Goal of the exercise — Could every line below be transcribed exactly, with the pictures dropped?

── Source records

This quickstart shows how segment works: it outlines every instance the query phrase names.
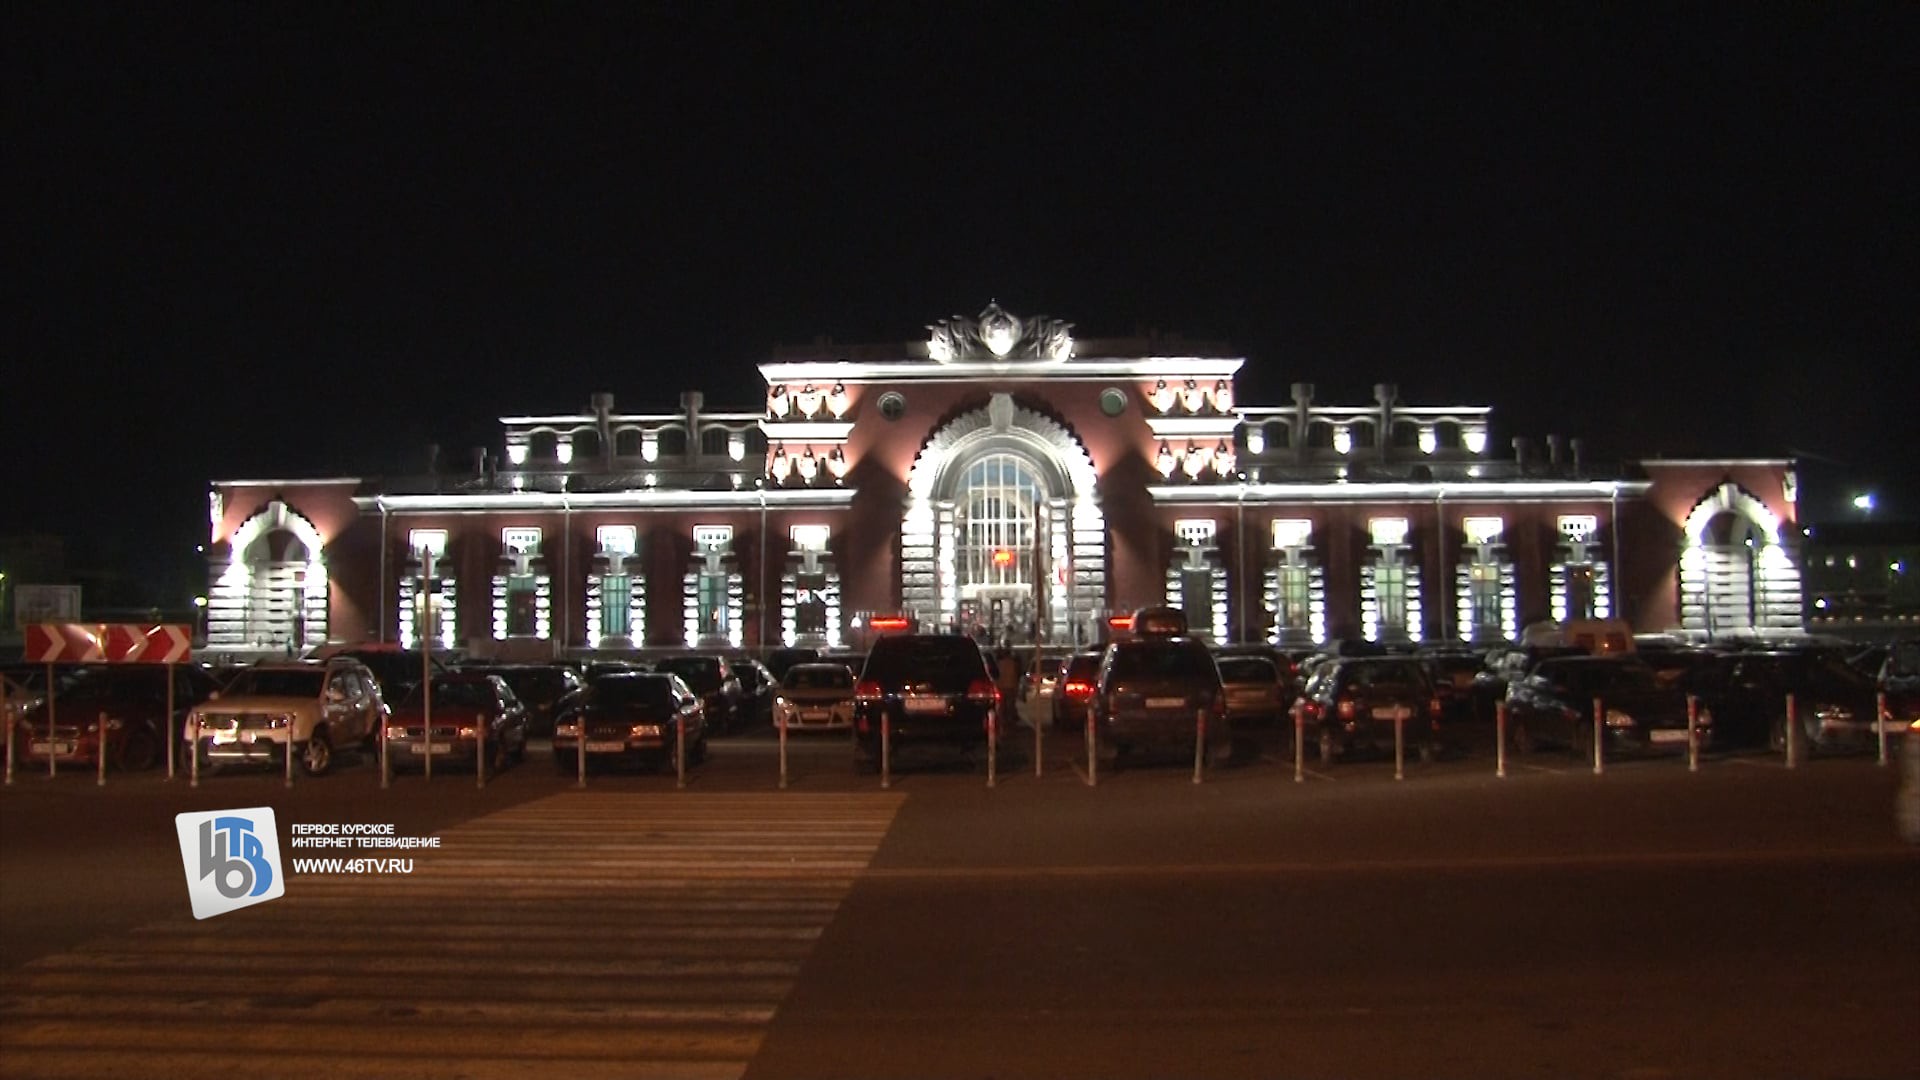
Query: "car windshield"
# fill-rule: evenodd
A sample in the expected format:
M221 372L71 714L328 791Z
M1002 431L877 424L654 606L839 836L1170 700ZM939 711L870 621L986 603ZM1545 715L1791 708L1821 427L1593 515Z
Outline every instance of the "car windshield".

────

Solution to this problem —
This quickstart shows how segment works: it outlines every instance the query phrase names.
Query: "car windshield"
# fill-rule: evenodd
A sample in the expected format:
M221 372L71 714L328 791Z
M1002 431L877 424L654 606L839 836L1170 700ZM939 711L870 621L986 603ZM1545 715L1791 708L1821 427L1593 515Z
Outline every instance of the "car windshield".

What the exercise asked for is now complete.